## Data listing
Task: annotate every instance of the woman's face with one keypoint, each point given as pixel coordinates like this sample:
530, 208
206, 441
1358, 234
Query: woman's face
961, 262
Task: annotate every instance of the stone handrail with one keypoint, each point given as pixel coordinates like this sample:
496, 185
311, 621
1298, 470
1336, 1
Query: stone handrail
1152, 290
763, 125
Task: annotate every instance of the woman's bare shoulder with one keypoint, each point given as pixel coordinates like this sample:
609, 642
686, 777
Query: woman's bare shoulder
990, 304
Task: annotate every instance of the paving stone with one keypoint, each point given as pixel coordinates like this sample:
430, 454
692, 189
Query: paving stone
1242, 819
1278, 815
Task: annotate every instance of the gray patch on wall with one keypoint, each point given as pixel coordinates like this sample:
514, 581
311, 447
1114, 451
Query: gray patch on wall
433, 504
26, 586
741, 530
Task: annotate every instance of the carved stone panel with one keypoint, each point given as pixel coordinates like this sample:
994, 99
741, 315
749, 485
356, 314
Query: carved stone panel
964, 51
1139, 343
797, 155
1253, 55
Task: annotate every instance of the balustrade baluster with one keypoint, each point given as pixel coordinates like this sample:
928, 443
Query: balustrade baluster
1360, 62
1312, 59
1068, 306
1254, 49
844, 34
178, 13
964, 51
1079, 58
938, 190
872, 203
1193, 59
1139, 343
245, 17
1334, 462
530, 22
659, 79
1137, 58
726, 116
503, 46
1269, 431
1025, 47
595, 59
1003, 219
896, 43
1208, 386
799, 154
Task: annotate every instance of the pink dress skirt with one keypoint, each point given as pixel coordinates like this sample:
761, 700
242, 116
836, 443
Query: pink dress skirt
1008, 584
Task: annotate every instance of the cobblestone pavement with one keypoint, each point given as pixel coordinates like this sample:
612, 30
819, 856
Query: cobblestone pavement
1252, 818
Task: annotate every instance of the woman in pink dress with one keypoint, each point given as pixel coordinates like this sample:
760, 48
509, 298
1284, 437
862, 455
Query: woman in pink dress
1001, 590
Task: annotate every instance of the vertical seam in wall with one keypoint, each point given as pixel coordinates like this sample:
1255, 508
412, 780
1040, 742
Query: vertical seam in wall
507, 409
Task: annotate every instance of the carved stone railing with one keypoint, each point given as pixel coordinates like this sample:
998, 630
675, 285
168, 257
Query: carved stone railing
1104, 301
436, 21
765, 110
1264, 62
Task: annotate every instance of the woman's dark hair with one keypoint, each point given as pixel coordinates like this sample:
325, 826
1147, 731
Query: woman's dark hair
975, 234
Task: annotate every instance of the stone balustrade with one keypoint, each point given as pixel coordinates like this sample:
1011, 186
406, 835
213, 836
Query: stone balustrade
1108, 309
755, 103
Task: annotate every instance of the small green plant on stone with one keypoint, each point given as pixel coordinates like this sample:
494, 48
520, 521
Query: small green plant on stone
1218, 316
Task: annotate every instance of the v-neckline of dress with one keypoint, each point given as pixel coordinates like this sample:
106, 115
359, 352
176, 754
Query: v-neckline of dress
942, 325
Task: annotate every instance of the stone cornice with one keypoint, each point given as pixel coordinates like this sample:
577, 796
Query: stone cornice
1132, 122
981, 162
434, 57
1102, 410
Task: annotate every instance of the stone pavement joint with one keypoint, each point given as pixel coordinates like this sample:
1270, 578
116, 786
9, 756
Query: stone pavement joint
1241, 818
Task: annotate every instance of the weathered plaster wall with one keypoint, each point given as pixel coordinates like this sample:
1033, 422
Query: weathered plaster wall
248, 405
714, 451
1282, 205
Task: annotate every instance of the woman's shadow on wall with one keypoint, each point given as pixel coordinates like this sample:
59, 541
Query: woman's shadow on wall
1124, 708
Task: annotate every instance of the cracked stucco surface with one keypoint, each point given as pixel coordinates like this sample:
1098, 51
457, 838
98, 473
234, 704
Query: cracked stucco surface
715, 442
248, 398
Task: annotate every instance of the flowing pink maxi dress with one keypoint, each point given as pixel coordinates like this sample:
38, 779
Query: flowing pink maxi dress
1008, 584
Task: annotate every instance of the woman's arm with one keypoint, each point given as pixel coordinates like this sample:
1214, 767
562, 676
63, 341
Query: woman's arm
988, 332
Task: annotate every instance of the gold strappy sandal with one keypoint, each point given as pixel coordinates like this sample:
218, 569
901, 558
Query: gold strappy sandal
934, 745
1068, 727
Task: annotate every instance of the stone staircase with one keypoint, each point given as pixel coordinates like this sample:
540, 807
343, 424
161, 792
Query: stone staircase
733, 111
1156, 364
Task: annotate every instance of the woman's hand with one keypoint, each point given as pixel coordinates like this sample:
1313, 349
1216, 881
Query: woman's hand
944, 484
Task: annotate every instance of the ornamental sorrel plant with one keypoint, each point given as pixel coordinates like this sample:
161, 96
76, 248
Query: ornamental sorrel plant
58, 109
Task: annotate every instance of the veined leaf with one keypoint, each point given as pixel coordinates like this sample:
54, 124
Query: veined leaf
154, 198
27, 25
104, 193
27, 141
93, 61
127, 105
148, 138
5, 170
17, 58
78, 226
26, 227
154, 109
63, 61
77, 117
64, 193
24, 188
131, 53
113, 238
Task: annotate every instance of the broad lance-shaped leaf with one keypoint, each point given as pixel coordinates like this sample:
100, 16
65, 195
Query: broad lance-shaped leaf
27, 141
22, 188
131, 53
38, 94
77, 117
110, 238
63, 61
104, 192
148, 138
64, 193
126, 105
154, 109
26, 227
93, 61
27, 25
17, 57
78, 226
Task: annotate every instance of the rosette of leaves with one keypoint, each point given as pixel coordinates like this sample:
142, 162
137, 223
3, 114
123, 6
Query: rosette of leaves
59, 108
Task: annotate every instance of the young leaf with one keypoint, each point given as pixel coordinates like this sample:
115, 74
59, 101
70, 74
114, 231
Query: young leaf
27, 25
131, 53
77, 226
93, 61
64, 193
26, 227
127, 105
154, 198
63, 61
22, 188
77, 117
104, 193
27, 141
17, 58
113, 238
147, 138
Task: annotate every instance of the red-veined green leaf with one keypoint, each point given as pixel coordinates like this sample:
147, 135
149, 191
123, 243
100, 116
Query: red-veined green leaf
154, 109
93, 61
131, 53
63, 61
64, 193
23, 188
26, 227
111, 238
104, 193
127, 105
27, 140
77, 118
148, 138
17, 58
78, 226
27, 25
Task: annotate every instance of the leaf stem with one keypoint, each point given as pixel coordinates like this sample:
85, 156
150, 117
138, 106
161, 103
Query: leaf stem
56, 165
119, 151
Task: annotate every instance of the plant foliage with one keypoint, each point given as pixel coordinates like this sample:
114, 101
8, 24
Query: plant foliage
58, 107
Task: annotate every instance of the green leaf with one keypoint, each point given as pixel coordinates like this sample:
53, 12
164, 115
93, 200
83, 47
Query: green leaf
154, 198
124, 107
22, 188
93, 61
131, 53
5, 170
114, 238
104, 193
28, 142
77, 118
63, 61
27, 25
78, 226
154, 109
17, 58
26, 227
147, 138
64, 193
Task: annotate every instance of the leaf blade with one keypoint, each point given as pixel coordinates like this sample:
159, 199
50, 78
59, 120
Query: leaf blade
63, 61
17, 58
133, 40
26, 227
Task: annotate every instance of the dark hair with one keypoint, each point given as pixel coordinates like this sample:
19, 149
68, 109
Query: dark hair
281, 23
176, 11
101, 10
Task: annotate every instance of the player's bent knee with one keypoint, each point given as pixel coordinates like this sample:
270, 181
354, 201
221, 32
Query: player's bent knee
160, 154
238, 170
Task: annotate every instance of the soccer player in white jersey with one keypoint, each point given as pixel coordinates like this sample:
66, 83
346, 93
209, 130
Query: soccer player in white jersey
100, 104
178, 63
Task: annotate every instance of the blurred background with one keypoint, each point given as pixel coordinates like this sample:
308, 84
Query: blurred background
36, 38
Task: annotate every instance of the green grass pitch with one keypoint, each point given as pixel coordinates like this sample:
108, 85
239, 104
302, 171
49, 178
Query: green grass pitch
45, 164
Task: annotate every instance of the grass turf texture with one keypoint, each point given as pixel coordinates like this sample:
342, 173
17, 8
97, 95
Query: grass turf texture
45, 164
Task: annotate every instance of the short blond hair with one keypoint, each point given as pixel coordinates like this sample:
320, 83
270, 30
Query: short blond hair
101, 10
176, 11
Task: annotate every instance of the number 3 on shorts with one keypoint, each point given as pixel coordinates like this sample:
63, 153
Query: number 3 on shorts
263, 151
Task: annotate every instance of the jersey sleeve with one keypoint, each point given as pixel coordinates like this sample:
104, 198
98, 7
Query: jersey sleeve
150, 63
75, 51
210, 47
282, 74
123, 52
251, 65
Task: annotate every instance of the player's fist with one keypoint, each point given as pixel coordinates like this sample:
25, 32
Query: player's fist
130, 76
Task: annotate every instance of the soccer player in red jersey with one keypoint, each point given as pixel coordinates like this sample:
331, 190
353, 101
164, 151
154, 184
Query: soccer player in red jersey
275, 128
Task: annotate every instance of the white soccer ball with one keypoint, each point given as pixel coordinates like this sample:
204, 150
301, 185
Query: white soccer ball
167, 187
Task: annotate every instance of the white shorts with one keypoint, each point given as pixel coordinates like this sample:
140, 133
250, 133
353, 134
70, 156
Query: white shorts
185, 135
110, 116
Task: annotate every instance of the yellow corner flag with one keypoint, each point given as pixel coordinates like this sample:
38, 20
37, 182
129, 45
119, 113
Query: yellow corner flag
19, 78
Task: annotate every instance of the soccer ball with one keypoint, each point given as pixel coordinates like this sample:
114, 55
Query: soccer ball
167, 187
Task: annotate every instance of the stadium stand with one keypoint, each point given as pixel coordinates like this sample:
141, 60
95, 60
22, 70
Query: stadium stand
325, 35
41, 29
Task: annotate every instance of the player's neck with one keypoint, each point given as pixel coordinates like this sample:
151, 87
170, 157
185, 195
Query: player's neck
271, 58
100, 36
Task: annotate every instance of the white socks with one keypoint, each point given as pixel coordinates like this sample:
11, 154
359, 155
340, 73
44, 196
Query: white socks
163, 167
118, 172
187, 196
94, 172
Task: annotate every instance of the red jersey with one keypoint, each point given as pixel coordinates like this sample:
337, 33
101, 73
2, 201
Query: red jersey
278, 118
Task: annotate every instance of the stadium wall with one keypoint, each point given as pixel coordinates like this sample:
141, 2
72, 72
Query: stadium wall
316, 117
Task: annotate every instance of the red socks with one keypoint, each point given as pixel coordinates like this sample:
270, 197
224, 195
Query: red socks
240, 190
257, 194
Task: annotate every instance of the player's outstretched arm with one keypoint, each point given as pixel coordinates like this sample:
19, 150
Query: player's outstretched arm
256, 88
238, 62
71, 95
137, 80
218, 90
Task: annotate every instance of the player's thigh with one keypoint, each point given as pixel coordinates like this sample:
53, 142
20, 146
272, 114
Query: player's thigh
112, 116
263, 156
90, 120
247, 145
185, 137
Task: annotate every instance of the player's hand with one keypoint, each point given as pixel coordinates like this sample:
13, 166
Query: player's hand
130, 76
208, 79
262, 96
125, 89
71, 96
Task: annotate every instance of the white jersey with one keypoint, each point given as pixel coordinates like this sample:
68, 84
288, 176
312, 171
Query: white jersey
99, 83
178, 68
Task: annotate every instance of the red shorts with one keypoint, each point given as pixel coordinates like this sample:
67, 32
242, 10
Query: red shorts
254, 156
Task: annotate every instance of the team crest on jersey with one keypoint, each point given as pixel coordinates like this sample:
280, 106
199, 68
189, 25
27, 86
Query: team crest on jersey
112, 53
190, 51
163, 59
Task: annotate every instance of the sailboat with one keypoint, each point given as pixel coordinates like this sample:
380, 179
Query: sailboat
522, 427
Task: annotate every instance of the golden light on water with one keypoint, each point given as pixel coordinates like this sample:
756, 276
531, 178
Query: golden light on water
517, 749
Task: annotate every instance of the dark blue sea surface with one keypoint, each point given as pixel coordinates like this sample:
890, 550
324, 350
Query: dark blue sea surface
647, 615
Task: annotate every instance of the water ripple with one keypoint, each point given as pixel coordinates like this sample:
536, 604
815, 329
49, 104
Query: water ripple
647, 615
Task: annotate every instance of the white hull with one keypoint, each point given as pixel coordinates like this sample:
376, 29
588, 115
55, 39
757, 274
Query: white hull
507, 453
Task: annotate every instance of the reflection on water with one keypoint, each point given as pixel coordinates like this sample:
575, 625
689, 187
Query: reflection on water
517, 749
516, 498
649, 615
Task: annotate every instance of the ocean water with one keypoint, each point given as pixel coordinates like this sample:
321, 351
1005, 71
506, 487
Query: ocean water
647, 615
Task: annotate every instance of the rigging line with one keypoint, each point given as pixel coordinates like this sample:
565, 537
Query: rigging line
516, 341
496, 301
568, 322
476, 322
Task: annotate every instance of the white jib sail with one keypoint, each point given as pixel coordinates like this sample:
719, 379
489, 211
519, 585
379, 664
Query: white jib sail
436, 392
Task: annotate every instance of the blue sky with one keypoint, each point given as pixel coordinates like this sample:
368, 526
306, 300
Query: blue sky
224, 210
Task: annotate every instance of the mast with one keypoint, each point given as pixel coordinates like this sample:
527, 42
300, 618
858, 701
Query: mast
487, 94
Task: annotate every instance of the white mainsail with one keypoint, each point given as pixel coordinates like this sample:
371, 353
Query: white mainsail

## Exercise brief
Where a line above contains the word "mainsail", show that line.

## Task result
Task: annotate every instance of the white mainsail with one keypoint, each point given as pixel coordinates like this sample:
Query: white mainsail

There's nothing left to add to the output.